Assignment -
In all the rows below, rename "positive clicks" to "include clicks" and leave every other part of the lines unchanged.
Segment Start: Exercise data
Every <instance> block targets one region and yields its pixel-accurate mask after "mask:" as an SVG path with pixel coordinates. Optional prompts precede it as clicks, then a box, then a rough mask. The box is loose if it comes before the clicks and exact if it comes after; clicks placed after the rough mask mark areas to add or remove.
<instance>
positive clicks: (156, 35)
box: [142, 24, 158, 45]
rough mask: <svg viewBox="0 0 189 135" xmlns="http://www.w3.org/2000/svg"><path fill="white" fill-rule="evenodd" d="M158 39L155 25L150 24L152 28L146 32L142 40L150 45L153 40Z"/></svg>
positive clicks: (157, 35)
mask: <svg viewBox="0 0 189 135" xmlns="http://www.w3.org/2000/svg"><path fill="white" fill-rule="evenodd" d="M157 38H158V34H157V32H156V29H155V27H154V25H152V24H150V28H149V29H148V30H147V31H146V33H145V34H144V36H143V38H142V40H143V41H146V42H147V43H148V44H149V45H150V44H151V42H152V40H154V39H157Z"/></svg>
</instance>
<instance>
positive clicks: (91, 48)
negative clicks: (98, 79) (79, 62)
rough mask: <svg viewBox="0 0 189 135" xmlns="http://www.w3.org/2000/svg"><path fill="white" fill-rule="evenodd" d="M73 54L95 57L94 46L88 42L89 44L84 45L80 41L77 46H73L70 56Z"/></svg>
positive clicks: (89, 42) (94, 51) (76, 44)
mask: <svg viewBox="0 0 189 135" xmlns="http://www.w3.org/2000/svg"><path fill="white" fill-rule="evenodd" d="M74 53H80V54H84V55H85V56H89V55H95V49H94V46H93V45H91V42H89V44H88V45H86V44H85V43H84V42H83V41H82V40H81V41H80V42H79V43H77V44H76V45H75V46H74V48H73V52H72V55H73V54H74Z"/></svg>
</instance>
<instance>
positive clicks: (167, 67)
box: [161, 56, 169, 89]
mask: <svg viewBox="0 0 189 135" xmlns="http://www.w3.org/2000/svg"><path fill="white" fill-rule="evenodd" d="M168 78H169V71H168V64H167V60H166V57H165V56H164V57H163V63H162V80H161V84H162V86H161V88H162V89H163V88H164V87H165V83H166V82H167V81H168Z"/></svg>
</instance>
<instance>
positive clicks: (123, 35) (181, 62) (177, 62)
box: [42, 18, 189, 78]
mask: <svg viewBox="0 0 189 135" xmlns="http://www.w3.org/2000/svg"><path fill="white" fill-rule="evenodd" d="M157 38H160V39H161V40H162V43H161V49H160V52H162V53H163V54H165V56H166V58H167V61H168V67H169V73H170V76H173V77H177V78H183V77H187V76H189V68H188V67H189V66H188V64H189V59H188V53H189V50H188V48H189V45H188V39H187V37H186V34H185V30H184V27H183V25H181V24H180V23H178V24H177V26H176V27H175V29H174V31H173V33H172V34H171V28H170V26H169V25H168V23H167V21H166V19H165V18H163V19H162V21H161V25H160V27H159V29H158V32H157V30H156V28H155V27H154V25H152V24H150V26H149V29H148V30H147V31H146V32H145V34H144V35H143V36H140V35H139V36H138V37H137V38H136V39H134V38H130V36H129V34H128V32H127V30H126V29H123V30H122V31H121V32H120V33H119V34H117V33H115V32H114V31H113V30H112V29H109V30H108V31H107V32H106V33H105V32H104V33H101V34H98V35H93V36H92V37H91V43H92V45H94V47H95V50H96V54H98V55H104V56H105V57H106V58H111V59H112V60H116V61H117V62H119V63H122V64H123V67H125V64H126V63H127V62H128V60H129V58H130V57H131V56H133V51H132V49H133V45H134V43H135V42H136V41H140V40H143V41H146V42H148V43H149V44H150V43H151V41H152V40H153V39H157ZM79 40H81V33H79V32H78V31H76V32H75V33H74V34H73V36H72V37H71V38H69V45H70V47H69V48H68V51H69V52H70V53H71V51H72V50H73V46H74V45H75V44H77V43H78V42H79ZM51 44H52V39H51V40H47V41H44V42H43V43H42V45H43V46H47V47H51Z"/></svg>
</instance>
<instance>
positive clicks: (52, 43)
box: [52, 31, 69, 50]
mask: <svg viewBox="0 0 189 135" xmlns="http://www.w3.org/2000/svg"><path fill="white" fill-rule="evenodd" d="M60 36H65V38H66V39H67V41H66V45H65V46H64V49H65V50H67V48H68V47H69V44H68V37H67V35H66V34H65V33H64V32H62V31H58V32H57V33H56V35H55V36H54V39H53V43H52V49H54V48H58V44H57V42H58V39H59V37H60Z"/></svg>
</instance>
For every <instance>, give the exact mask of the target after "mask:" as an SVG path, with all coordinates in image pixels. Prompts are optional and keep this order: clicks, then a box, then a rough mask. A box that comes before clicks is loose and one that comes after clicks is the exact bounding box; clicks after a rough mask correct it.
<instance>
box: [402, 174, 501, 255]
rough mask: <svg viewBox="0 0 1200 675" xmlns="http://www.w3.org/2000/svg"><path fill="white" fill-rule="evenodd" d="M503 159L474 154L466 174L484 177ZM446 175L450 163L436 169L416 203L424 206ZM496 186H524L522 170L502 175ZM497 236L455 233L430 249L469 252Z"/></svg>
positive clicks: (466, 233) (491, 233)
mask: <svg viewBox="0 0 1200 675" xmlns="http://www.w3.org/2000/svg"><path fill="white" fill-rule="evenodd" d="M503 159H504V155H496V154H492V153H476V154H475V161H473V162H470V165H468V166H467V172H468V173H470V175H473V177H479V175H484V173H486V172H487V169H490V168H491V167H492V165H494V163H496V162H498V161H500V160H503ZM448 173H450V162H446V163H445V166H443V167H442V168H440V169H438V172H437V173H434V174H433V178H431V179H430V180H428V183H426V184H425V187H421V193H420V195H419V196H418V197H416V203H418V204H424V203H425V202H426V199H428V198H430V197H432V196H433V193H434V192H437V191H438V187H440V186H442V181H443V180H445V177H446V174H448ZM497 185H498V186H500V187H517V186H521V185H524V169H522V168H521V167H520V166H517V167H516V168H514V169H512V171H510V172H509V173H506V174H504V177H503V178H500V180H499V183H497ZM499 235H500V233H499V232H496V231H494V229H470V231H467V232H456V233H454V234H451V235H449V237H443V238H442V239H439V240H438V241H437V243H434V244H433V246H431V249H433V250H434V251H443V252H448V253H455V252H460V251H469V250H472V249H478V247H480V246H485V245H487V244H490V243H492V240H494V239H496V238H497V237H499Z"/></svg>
Segment End: Exercise data
Answer to this task -
Every <instance> block targets one region and yields its pixel-accurate mask after "mask:" as an SVG path with pixel coordinates. Optional prompts precede it as clicks, then a box, then a rough mask. The box is loose if it comes before the clicks and exact if it comes after; clicks placed after the rough mask mark areas to add or remove.
<instance>
include clicks: (156, 35)
box: [142, 24, 158, 45]
rough mask: <svg viewBox="0 0 189 135" xmlns="http://www.w3.org/2000/svg"><path fill="white" fill-rule="evenodd" d="M158 39L155 25L150 24L152 28L146 32L142 40L150 45L153 40Z"/></svg>
include clicks: (157, 35)
mask: <svg viewBox="0 0 189 135" xmlns="http://www.w3.org/2000/svg"><path fill="white" fill-rule="evenodd" d="M157 38H158V34H157V32H156V29H155V27H154V25H152V24H150V28H149V29H148V30H147V31H146V33H145V34H144V36H143V38H142V40H143V41H146V42H147V43H148V44H149V45H150V44H151V42H152V40H154V39H157Z"/></svg>
</instance>
<instance>
include clicks: (91, 48)
negative clicks: (98, 79) (79, 62)
rough mask: <svg viewBox="0 0 189 135" xmlns="http://www.w3.org/2000/svg"><path fill="white" fill-rule="evenodd" d="M73 54L95 57L94 46L88 42L89 44L84 45L80 41L77 46H73L70 56Z"/></svg>
include clicks: (89, 42) (94, 51) (76, 44)
mask: <svg viewBox="0 0 189 135" xmlns="http://www.w3.org/2000/svg"><path fill="white" fill-rule="evenodd" d="M74 53H80V54H84V55H85V56H89V55H95V49H94V46H93V45H91V42H89V44H88V45H86V44H85V43H84V42H83V41H82V40H81V41H80V42H79V43H77V44H76V45H75V46H74V48H73V52H72V55H73V54H74Z"/></svg>
</instance>
<instance>
include clicks: (167, 67)
box: [161, 56, 169, 89]
mask: <svg viewBox="0 0 189 135" xmlns="http://www.w3.org/2000/svg"><path fill="white" fill-rule="evenodd" d="M168 78H169V71H168V64H167V60H166V57H165V56H164V57H163V63H162V80H161V84H162V86H161V88H162V89H163V88H164V87H165V83H166V82H167V81H168Z"/></svg>
</instance>
<instance>
include clicks: (123, 35) (181, 62) (177, 62)
box: [42, 18, 189, 78]
mask: <svg viewBox="0 0 189 135" xmlns="http://www.w3.org/2000/svg"><path fill="white" fill-rule="evenodd" d="M157 38H160V39H161V40H162V43H161V49H160V52H162V53H163V54H165V56H166V58H167V61H168V67H169V73H170V76H173V77H177V78H183V77H187V76H189V68H188V67H189V66H188V64H189V59H188V53H189V50H188V48H189V45H188V39H187V37H186V34H185V30H184V27H183V25H181V24H180V23H178V24H177V26H176V27H175V29H174V31H173V33H172V34H171V28H170V26H169V25H168V23H167V21H166V19H165V18H163V19H162V21H161V25H160V27H159V29H158V32H157V30H156V28H155V27H154V25H152V24H150V26H149V29H148V30H147V31H146V32H145V34H144V35H143V36H140V35H139V36H138V37H137V38H136V39H134V38H130V36H129V34H128V32H127V30H126V29H123V30H122V31H121V32H120V33H119V34H117V33H115V32H114V31H113V30H112V29H109V30H108V31H107V32H106V33H105V32H104V33H101V34H98V35H93V36H92V37H91V43H92V45H94V47H95V50H96V54H98V55H104V56H105V57H106V58H111V59H112V60H116V61H117V62H119V63H122V64H123V67H125V64H126V63H127V62H128V60H129V58H130V57H131V56H133V51H132V49H133V45H134V43H135V42H136V41H140V40H143V41H146V42H148V43H149V44H150V43H151V41H152V40H153V39H157ZM79 40H81V33H79V32H78V31H76V32H75V33H74V34H73V36H72V37H71V38H69V45H70V47H69V48H68V51H69V52H70V53H71V51H72V50H73V46H74V45H75V44H77V43H78V42H79ZM51 44H52V39H51V40H47V41H44V42H43V43H42V45H43V46H47V47H51Z"/></svg>
</instance>
<instance>
include clicks: (52, 43)
box: [52, 31, 69, 50]
mask: <svg viewBox="0 0 189 135" xmlns="http://www.w3.org/2000/svg"><path fill="white" fill-rule="evenodd" d="M60 36H65V38H66V39H67V41H66V45H65V46H64V49H65V50H67V48H68V47H69V44H68V37H67V35H66V34H65V33H64V32H62V31H58V32H57V33H56V35H55V36H54V39H53V43H52V49H54V48H58V44H57V42H58V39H59V37H60Z"/></svg>
</instance>
For every <instance>, give the exact mask of the target after "mask:" as an SVG path, with all coordinates in image pixels. Prompts are optional and keep this order: clicks, then a box, then a rough mask. A box that comes before clicks is loose and one that comes after clicks is the exact bounding box; clicks after a rough mask correct it.
<instance>
box: [402, 174, 501, 255]
rough mask: <svg viewBox="0 0 1200 675" xmlns="http://www.w3.org/2000/svg"><path fill="white" fill-rule="evenodd" d="M503 159L474 154L466 174L484 177ZM446 175L450 163L436 169L416 203L424 206ZM496 186H524L522 170L502 175ZM497 236L455 233L430 249L469 252Z"/></svg>
include clicks: (466, 233) (491, 233)
mask: <svg viewBox="0 0 1200 675" xmlns="http://www.w3.org/2000/svg"><path fill="white" fill-rule="evenodd" d="M503 159H504V155H496V154H492V153H476V154H475V161H473V162H470V165H468V166H467V172H468V173H470V175H473V177H479V175H484V173H486V172H487V169H490V168H491V167H492V165H494V163H496V162H498V161H500V160H503ZM448 173H450V162H446V163H445V166H443V167H442V168H440V169H438V172H437V173H434V174H433V178H431V179H430V180H428V183H426V184H425V187H421V193H420V195H419V196H418V197H416V203H418V204H424V203H425V202H426V199H428V198H430V197H432V196H433V193H434V192H437V191H438V187H440V186H442V181H443V180H445V177H446V174H448ZM497 185H498V186H500V187H517V186H521V185H524V169H522V168H521V167H520V166H517V167H516V168H514V169H512V171H510V172H509V173H506V174H504V177H503V178H500V180H499V183H497ZM499 235H500V233H499V232H496V231H494V229H470V231H467V232H456V233H454V234H451V235H449V237H443V238H442V239H439V240H438V241H437V243H434V244H433V246H431V249H433V250H434V251H443V252H448V253H455V252H460V251H469V250H472V249H478V247H480V246H485V245H487V244H490V243H492V240H494V239H496V238H497V237H499Z"/></svg>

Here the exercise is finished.